Source material =
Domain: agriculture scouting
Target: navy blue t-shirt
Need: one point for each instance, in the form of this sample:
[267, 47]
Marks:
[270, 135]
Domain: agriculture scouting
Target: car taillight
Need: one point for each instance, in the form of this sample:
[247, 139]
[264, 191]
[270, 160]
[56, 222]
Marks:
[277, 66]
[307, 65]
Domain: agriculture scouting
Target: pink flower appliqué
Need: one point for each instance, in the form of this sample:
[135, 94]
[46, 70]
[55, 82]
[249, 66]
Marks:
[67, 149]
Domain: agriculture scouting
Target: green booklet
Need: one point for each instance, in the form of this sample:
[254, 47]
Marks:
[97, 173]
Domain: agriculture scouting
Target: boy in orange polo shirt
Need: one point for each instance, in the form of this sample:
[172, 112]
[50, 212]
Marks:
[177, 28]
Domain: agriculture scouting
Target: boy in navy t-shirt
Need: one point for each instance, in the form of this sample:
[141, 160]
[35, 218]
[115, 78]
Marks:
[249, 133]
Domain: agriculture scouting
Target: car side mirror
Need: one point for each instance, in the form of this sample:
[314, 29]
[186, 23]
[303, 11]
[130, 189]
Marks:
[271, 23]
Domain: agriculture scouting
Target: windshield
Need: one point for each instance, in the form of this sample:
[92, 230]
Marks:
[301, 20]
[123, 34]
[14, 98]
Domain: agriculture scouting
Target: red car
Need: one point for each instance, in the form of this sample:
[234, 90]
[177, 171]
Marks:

Description of the task =
Show each line from the listing above that includes the word "navy".

Your response =
Target: navy blue t-shirt
Target: boy in navy t-shirt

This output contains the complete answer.